Copy the data from its first line through the line containing "[164, 36, 217, 127]", with both ends included. Leave out the pictures.

^^^^^^^^^^^^^^^^

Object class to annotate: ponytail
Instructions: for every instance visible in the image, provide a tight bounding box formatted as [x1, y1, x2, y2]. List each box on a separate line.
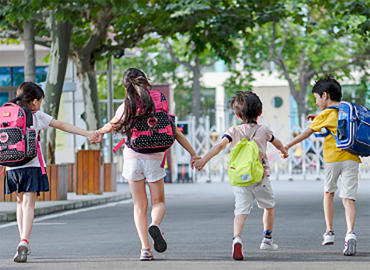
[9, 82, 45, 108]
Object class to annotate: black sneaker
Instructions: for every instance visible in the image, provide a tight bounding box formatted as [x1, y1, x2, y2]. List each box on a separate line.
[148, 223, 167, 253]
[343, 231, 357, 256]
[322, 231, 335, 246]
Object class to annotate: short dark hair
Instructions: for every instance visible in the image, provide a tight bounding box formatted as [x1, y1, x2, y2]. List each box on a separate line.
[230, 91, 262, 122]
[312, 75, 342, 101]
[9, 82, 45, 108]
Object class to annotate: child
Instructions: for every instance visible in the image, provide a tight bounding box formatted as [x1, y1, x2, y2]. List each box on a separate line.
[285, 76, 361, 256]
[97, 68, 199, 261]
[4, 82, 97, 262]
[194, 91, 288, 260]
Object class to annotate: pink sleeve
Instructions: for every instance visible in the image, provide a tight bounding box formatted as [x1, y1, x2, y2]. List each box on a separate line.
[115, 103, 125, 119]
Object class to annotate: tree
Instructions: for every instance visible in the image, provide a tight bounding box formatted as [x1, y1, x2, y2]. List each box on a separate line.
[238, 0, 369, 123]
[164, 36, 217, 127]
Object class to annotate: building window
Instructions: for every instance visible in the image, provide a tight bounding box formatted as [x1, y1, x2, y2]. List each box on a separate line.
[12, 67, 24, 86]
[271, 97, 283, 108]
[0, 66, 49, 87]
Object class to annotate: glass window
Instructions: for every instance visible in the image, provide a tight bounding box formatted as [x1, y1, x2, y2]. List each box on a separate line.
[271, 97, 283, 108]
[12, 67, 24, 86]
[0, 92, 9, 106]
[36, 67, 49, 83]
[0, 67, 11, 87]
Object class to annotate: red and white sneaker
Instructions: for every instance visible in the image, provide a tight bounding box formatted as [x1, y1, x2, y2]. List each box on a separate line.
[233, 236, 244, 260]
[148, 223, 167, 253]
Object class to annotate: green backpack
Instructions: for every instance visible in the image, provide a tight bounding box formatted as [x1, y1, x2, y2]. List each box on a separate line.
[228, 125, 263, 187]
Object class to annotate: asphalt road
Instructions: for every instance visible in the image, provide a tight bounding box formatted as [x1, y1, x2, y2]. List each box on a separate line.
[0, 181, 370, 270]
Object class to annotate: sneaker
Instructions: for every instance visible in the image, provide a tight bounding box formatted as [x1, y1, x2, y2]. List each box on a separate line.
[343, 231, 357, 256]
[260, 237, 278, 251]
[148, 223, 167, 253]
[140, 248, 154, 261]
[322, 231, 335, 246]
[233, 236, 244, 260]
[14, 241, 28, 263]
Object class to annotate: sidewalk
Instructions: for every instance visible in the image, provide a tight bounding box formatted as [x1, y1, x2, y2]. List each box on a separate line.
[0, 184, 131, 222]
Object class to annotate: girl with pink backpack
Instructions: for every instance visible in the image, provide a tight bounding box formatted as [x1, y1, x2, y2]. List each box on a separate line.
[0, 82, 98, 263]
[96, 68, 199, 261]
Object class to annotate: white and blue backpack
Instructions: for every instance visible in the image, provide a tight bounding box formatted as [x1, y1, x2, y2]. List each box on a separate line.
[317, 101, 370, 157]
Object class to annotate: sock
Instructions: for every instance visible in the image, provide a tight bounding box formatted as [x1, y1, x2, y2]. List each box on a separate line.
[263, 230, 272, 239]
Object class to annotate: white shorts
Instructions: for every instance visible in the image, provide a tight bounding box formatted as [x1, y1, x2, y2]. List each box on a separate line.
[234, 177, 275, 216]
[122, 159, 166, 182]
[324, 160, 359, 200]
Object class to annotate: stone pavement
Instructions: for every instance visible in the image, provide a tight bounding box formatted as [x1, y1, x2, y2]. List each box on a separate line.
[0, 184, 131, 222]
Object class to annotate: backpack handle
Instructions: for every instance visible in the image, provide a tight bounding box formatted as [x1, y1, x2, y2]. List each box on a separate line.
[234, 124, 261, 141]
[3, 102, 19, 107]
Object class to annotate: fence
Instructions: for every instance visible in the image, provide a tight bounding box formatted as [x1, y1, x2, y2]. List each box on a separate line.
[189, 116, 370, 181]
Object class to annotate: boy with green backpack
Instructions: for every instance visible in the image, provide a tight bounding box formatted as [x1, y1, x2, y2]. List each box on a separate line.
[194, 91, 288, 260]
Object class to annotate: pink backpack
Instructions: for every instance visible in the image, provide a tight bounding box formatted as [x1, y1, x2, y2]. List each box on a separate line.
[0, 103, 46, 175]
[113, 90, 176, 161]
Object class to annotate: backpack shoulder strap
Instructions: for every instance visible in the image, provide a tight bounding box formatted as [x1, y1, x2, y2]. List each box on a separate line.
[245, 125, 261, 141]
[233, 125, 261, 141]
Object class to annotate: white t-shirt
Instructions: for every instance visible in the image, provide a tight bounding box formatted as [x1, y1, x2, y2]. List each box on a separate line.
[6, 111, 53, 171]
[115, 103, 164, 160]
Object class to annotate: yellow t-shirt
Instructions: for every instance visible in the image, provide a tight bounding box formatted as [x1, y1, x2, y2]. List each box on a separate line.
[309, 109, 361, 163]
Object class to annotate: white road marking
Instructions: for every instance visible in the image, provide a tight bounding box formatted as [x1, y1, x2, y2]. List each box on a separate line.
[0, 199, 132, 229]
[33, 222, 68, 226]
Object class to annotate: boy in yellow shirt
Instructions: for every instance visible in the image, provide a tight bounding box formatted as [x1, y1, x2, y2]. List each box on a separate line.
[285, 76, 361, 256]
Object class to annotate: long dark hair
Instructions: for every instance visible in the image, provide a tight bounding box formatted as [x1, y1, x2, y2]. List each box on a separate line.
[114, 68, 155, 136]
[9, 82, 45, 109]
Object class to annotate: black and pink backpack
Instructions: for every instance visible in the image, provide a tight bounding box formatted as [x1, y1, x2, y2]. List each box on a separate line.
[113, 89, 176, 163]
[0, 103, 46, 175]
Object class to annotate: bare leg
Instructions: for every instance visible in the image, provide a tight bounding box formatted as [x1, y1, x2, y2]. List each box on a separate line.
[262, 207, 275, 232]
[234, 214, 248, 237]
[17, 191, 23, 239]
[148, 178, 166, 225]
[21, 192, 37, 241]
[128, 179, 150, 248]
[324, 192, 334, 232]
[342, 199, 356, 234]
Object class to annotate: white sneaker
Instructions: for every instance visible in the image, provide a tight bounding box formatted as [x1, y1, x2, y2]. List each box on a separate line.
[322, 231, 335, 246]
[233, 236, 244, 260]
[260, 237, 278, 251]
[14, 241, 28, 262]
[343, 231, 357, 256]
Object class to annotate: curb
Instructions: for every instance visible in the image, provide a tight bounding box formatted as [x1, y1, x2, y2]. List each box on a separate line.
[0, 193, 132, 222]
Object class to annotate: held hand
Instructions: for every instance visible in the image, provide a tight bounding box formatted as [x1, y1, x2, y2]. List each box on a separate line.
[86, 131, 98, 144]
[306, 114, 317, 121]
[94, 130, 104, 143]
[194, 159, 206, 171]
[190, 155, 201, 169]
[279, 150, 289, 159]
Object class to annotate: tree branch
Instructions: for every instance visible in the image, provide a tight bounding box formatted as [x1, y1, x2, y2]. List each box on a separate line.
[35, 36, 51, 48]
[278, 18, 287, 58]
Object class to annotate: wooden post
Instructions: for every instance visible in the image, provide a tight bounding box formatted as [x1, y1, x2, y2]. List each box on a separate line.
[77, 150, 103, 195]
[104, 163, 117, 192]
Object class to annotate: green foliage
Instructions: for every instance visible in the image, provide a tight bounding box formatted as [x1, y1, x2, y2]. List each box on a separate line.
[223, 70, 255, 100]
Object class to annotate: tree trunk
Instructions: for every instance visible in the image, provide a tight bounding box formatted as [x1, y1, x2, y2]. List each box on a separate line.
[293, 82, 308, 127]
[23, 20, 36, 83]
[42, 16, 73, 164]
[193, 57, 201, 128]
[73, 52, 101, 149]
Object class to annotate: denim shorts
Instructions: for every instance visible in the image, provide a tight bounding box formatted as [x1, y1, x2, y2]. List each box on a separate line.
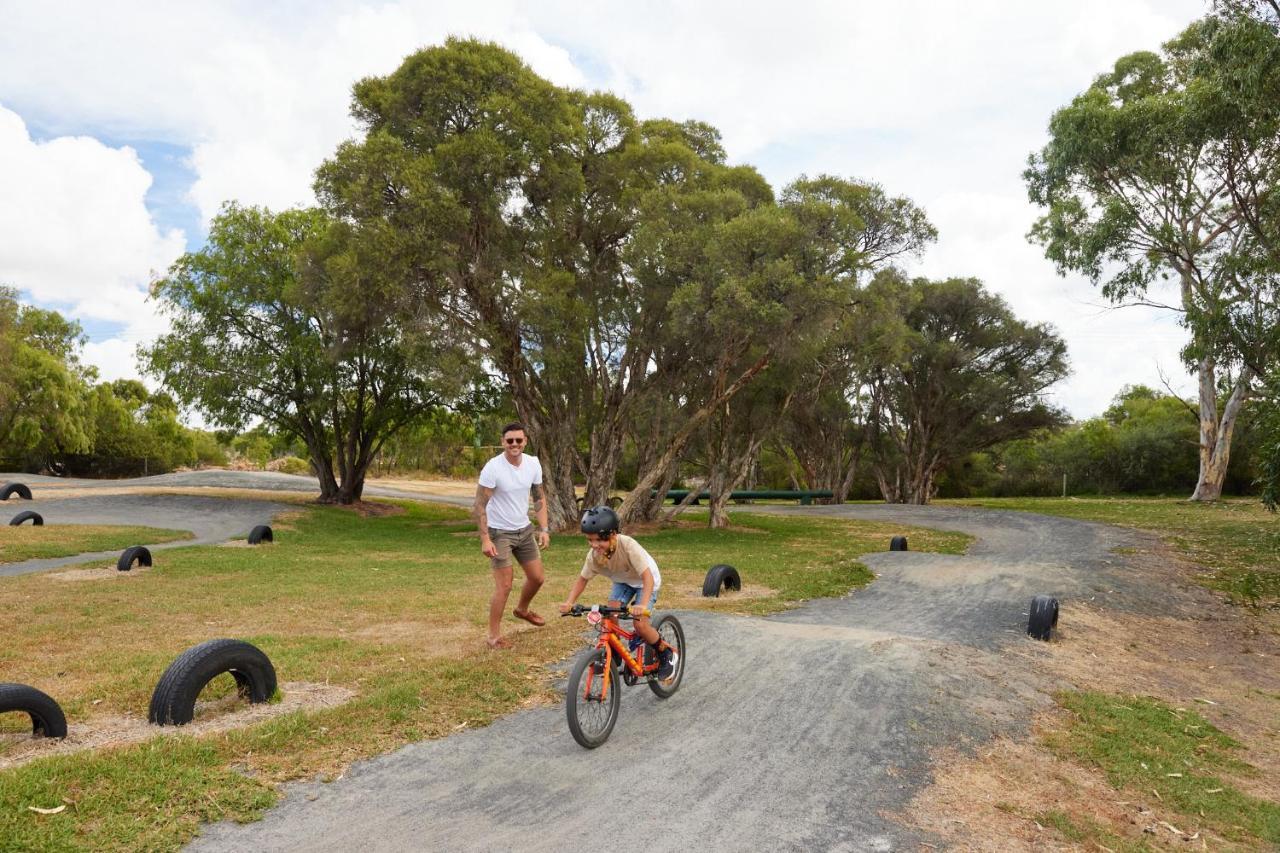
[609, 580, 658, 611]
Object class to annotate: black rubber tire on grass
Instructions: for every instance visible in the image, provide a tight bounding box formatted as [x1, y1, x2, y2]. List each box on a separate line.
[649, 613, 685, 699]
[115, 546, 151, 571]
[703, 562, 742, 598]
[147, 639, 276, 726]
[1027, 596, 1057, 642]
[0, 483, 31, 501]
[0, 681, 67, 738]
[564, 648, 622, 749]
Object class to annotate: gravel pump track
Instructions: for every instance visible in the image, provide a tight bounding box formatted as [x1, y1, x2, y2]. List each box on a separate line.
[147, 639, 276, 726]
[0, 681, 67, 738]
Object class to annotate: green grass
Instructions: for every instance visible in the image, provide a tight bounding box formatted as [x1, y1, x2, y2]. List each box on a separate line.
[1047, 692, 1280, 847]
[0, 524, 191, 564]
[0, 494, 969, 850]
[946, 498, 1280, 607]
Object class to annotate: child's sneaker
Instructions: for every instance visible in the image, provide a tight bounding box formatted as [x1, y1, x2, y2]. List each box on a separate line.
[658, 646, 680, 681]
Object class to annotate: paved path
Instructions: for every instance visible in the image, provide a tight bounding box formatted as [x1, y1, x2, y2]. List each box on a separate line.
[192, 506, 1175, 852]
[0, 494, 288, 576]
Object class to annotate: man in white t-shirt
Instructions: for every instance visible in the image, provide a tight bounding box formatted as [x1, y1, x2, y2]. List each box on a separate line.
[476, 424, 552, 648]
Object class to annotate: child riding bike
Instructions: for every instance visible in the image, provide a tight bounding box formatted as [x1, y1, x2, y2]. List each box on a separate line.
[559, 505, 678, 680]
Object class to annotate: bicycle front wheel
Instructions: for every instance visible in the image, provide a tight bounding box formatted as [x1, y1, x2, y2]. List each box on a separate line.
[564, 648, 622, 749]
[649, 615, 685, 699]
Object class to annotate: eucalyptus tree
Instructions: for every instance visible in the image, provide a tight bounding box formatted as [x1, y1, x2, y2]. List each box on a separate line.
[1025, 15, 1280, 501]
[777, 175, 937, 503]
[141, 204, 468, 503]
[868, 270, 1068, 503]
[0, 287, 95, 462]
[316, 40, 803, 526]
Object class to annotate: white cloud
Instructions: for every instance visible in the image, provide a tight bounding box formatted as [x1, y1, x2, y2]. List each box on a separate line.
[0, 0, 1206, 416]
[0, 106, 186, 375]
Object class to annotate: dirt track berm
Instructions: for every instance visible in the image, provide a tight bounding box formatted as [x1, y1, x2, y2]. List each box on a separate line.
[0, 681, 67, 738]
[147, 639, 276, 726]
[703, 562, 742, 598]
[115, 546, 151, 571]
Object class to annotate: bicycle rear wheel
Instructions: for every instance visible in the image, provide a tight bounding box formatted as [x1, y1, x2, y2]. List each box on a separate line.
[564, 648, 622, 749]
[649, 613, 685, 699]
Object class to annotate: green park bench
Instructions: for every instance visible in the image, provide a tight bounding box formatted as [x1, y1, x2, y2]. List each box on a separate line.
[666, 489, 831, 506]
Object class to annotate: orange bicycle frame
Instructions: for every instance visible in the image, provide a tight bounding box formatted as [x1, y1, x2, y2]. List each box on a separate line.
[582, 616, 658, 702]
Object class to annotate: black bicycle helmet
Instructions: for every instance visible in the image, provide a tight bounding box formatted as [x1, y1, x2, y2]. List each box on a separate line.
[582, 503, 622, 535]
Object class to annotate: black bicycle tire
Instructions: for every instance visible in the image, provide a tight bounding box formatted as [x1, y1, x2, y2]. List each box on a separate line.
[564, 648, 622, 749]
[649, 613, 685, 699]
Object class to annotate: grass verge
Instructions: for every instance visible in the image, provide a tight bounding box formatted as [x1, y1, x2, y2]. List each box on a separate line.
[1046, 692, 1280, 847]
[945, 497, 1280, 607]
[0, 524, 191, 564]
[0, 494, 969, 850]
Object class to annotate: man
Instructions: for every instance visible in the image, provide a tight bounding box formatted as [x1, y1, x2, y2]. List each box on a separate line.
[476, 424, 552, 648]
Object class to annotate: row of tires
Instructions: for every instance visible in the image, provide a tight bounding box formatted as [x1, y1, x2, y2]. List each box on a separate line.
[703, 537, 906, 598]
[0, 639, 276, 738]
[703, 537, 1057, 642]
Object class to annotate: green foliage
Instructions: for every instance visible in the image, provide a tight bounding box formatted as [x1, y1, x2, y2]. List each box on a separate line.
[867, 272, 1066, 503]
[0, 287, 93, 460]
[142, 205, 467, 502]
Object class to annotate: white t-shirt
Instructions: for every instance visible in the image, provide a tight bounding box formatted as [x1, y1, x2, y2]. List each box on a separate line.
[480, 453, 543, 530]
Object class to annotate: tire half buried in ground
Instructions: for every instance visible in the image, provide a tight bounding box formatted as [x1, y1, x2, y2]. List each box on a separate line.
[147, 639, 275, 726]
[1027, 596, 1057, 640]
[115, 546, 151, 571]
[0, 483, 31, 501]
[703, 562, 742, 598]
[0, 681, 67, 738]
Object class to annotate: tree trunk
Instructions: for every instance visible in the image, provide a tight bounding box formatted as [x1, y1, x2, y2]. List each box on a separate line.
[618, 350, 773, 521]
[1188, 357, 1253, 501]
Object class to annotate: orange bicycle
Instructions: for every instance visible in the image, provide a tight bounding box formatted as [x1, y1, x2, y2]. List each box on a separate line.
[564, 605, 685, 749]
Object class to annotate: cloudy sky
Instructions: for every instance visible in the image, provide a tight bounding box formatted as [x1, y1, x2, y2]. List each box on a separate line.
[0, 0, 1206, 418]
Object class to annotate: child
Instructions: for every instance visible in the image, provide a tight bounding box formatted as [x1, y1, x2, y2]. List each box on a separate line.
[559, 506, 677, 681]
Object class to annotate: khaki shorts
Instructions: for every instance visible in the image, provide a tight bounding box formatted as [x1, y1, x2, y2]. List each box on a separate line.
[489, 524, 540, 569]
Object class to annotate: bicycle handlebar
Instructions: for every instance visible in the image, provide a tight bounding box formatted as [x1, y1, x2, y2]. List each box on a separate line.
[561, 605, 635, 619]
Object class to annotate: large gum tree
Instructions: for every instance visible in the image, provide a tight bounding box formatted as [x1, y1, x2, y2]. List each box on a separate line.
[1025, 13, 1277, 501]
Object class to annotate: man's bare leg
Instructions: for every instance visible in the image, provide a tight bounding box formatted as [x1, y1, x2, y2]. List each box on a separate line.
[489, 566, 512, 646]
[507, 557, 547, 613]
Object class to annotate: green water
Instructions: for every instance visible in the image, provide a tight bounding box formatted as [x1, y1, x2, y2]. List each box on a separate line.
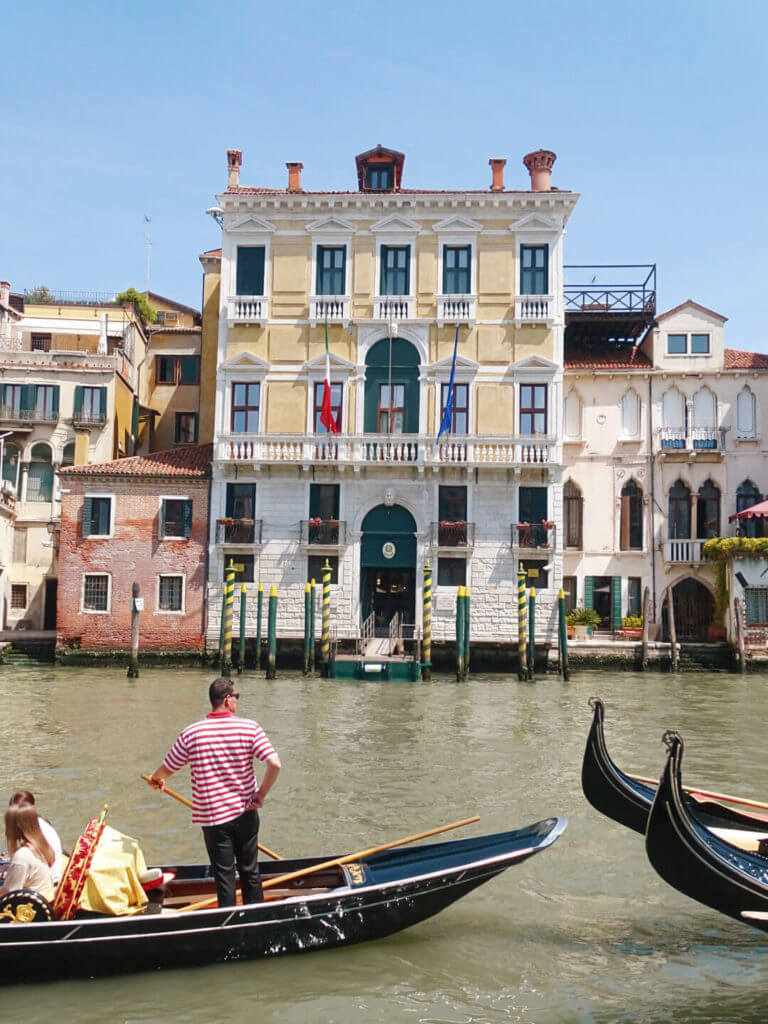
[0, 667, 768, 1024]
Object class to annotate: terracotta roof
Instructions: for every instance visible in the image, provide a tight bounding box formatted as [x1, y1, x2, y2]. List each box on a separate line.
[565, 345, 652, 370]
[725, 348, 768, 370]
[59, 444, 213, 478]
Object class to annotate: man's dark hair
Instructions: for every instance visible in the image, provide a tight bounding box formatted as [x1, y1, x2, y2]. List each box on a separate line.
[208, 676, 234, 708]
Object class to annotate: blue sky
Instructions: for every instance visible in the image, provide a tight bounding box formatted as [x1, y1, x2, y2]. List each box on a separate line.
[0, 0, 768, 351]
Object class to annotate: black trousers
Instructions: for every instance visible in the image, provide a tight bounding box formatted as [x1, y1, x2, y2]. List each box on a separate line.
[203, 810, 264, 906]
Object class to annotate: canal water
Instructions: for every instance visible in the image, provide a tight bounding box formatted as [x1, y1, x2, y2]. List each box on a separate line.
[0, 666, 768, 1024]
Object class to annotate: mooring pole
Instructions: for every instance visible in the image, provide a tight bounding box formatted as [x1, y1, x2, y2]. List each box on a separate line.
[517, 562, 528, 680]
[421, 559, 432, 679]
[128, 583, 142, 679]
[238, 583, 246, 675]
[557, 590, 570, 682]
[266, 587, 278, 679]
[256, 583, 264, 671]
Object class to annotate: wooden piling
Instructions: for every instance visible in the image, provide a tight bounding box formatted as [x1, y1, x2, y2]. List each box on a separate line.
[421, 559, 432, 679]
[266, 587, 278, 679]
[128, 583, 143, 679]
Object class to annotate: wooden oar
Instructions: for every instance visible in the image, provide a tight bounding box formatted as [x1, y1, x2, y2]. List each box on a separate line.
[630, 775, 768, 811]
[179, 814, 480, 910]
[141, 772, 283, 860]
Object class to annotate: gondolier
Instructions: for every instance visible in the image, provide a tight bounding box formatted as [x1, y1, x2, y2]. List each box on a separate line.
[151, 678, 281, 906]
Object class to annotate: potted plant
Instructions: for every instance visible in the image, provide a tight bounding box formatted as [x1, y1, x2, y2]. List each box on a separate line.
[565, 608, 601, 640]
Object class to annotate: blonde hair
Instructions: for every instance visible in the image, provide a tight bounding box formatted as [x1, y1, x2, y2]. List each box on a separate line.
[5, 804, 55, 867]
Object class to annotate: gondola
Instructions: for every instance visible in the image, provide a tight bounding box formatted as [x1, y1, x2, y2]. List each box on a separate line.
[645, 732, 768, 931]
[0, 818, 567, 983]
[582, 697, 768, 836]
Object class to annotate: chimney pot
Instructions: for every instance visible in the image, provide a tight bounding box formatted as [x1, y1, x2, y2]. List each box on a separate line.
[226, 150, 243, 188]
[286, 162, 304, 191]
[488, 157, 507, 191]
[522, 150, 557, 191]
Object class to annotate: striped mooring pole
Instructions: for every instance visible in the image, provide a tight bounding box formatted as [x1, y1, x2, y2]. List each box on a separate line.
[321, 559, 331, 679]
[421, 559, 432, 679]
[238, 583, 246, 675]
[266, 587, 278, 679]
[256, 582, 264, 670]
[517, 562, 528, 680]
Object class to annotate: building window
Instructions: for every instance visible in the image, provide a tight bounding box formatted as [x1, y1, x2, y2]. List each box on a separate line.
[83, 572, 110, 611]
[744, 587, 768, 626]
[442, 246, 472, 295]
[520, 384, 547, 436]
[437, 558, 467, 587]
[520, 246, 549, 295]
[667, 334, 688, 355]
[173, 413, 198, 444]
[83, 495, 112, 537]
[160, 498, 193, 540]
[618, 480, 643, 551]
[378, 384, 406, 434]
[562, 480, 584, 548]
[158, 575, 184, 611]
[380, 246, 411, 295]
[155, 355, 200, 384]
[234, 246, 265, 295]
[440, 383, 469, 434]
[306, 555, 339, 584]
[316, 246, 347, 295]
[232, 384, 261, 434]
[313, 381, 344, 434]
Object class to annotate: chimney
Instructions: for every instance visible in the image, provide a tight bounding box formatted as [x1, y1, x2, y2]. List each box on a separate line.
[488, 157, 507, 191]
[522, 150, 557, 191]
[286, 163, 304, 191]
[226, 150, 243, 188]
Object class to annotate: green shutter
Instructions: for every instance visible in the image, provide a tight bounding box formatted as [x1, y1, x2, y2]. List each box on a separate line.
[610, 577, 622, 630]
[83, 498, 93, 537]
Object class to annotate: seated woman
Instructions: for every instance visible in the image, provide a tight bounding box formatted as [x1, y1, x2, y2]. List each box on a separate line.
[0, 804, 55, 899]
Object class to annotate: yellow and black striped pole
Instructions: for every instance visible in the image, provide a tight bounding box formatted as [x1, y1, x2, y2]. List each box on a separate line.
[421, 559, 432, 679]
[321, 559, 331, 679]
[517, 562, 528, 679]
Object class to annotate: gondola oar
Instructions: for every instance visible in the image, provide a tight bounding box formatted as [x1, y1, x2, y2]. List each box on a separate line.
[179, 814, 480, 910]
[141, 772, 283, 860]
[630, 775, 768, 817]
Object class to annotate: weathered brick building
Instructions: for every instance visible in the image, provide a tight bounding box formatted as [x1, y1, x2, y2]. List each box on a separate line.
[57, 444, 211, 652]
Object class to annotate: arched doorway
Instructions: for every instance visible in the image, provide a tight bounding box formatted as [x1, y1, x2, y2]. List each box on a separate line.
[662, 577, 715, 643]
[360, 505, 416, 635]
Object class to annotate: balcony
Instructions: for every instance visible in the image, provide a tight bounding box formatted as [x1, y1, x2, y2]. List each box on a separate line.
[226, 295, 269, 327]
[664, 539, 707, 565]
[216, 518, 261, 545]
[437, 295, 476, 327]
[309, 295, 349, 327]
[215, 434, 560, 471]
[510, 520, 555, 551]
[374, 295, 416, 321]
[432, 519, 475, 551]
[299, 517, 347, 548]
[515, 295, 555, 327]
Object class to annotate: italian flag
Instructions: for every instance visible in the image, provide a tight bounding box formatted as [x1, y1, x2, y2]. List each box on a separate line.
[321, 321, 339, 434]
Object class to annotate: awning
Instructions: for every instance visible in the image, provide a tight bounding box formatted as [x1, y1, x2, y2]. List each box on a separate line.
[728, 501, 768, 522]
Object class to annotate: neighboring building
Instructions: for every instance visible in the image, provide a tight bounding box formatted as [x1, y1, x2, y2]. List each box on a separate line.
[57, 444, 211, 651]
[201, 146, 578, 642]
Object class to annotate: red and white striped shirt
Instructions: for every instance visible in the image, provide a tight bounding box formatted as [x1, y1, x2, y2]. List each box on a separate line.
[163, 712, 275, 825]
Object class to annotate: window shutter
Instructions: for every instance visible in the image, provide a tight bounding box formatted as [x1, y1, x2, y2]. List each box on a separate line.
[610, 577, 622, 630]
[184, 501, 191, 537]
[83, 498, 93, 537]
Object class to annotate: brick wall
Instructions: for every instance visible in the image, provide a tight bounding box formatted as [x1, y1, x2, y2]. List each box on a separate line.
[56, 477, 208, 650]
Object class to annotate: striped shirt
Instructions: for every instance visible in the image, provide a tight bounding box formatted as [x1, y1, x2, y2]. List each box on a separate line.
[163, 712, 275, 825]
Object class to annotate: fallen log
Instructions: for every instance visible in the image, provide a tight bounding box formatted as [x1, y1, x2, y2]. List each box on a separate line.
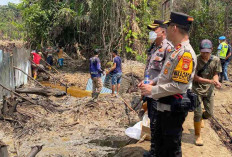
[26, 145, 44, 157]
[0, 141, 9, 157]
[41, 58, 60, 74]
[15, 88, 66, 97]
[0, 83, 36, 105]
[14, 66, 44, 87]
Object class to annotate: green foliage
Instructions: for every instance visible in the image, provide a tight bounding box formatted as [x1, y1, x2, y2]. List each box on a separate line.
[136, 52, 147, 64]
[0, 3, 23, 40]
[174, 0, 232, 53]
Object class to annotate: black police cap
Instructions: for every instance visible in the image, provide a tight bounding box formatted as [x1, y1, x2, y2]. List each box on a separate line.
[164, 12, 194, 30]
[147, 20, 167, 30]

^^^^^^^^^^^^^^^^

- **TASK RESULT**
Object class to annotate: ponytail
Instructions: for every instance visible in the image, provide a tight bounding box formatted as [x1, y1, x2, y2]. List each box on a separate line.
[9, 82, 45, 108]
Object class to annotate: black sneaker
Instructions: for every instance visible in the image, provide a tight bounding box formatted as [x1, y1, x2, y2]. List each box on a separate line.
[148, 223, 167, 253]
[343, 231, 357, 256]
[322, 231, 335, 246]
Object class to annotate: short dark hair
Instructions: for every instance visible in the image, provide a tight bounding box formatted as [x1, y1, x2, y2]. List each box on a separate line.
[230, 91, 262, 122]
[312, 75, 342, 101]
[9, 82, 45, 108]
Object class to annotate: child
Instructions: for every instance visible in the image, provide a tight bounding box formatted as [x1, y1, x2, y2]. List each box on a separate line.
[285, 76, 361, 256]
[97, 68, 199, 261]
[4, 82, 97, 262]
[194, 91, 288, 260]
Object class to annotate: pink sleeve
Instructions: for every instance visible in the image, provide a tight bounding box formatted as [x1, y1, x2, y2]. List each box on a separate line.
[115, 103, 125, 119]
Object class to annotate: tree
Instructions: for every instance visible in the image, provide a tight bounding box formatted as [x1, y1, x2, y2]. List each box on a separate line.
[238, 0, 369, 123]
[164, 36, 217, 127]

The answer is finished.